--- Start DATA SUPPLIED ---
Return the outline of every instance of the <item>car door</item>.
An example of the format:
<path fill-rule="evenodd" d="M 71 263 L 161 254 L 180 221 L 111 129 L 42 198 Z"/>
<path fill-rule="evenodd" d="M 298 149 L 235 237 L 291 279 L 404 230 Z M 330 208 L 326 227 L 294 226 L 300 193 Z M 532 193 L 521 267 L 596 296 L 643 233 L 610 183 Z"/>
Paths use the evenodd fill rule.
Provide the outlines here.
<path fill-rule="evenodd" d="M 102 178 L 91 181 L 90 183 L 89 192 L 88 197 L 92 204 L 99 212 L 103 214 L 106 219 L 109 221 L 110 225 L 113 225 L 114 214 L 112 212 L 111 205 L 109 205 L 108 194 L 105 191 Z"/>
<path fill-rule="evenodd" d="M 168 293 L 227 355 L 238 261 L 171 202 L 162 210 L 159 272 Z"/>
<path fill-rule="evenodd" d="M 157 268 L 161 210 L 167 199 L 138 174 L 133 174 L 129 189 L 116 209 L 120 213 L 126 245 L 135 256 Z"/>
--- End DATA SUPPLIED ---
PROBLEM REQUIREMENTS: Copy every item above word for word, keeping each line as it appears.

WRITTEN RESPONSE:
Return the outline of every instance of the <item>car door</item>.
An example of the format:
<path fill-rule="evenodd" d="M 71 263 L 161 254 L 180 221 L 111 129 L 42 198 Z"/>
<path fill-rule="evenodd" d="M 298 149 L 235 237 L 291 279 L 404 230 Z M 330 208 L 326 227 L 294 226 L 300 193 Z M 532 193 L 521 267 L 596 296 L 643 233 L 610 183 Z"/>
Paths use the evenodd fill rule.
Provide the outlines here.
<path fill-rule="evenodd" d="M 102 178 L 91 181 L 90 183 L 89 192 L 88 197 L 92 204 L 99 212 L 103 214 L 106 219 L 109 221 L 110 225 L 113 225 L 114 214 L 112 212 L 111 205 L 109 205 L 108 194 L 105 191 Z"/>
<path fill-rule="evenodd" d="M 168 293 L 227 355 L 238 261 L 171 202 L 162 210 L 159 272 Z"/>
<path fill-rule="evenodd" d="M 157 268 L 161 210 L 167 199 L 138 174 L 133 174 L 129 189 L 116 209 L 120 213 L 126 245 L 135 256 Z"/>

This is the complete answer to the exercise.